== What you need to do ==
Leave every picture out and return the rest of the listing verbatim.

== Input ==
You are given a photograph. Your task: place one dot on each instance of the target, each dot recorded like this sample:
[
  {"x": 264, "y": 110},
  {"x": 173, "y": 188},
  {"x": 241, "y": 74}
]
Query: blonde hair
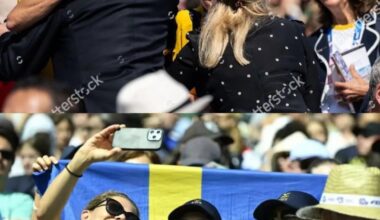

== Written solution ==
You are given a photograph. Your task: place one dot on each instance of the target, each dot recorded like this sample:
[
  {"x": 264, "y": 110},
  {"x": 173, "y": 188},
  {"x": 241, "y": 74}
]
Query: blonde hair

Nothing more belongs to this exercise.